→ **Work to complete**:
For this exercise, restate the data below with no change at all.

(Input for this task)

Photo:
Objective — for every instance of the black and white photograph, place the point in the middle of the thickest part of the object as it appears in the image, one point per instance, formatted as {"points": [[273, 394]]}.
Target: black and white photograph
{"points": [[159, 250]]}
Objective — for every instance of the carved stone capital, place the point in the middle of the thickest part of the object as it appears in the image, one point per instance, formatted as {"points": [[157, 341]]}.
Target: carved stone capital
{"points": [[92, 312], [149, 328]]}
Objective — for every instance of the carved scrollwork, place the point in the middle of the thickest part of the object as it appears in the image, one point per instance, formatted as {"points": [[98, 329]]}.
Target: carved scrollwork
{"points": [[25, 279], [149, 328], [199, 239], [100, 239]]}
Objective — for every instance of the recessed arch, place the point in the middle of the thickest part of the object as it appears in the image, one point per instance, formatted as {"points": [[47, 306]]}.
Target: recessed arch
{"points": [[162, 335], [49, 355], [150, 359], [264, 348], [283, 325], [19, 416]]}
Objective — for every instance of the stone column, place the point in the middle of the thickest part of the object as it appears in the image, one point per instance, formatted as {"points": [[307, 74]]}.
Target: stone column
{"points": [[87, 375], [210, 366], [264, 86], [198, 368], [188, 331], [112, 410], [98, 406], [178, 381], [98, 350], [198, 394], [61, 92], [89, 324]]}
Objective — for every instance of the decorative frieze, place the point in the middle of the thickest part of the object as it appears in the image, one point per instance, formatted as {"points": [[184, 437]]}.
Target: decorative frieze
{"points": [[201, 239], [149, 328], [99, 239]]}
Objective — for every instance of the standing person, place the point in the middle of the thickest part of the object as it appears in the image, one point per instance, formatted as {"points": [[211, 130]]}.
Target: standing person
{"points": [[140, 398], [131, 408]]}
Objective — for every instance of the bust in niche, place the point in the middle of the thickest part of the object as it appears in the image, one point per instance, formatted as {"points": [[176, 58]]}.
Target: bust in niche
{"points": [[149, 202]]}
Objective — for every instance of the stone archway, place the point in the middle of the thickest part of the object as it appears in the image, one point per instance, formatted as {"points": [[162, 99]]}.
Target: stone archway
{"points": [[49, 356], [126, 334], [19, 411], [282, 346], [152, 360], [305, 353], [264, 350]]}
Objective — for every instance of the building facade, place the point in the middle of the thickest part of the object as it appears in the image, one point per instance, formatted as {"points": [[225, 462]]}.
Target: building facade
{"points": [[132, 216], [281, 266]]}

(End Input for this task)

→ **Result below**:
Photo:
Objective — for every instance of the black and white photograph, place the point in the middle of the thickest part of the object as it appears in the image, one point per instance, formatted as {"points": [[273, 394]]}.
Target: black and white photograph
{"points": [[159, 250]]}
Objective — for every instance of the carved stone capital, place the point in the middle of the thickest part of the object as it appears in the image, one point per instance, formatted as {"points": [[157, 341]]}.
Target: carved stone capital
{"points": [[92, 312], [149, 328]]}
Objective — for every instance of the carved scrollwork, place the point in the middle of the thickest part of the object as it appears in the image, one point per instance, formatted as {"points": [[98, 329]]}.
Target: carved scrollwork
{"points": [[25, 279], [149, 328], [199, 239], [100, 239]]}
Objective — for every instance of the recessed arch, place the point in the middle of the thickest part of the object as it appears in the image, one point per instance, formatted as {"points": [[47, 306]]}.
Target: recessed arch
{"points": [[162, 335], [49, 355], [150, 359], [264, 348], [283, 325], [19, 416]]}
Objective — for every instance of the stone column, place the point in the middle of the thickest part of the object as it appears in the image, one point per instance, formatted as {"points": [[307, 74]]}.
Target: stone column
{"points": [[87, 375], [210, 366], [264, 86], [198, 368], [188, 331], [112, 410], [98, 406], [178, 381], [98, 350], [198, 394], [61, 92], [89, 324]]}
Objective — for every instance of the decorative frieze, place the point in the middle of the thickest part of the object as it appears in the image, one point per instance, formatted as {"points": [[184, 437]]}.
Target: decorative frieze
{"points": [[201, 239], [149, 328], [99, 239]]}
Objective — for every instance of the standing person, place the point in the middle of the thickest part of the object as it appears in the image, one point per instance, formatted as {"points": [[211, 130]]}.
Target: standing person
{"points": [[140, 398], [131, 408]]}
Objective — for every instance of the bust in niche, place the point in the middle of the thickest part of the object as it appears in the image, one point per instance, formatted as {"points": [[176, 58]]}.
Target: bust in niche
{"points": [[149, 202]]}
Objective — for every instance of the stone archway, place the point in the middle of the thickest part of the object as it appears in the image, one point per instance, formatted as {"points": [[162, 99]]}.
Target: stone archway
{"points": [[49, 356], [126, 334], [19, 411], [282, 346], [152, 360], [305, 353], [264, 350]]}
Objective — for every instance of the building facade, place the point in the middle of the thickest part of the object as it appears in the image, one point per instance, formatted as {"points": [[225, 462]]}.
Target: building facade
{"points": [[132, 216], [281, 266]]}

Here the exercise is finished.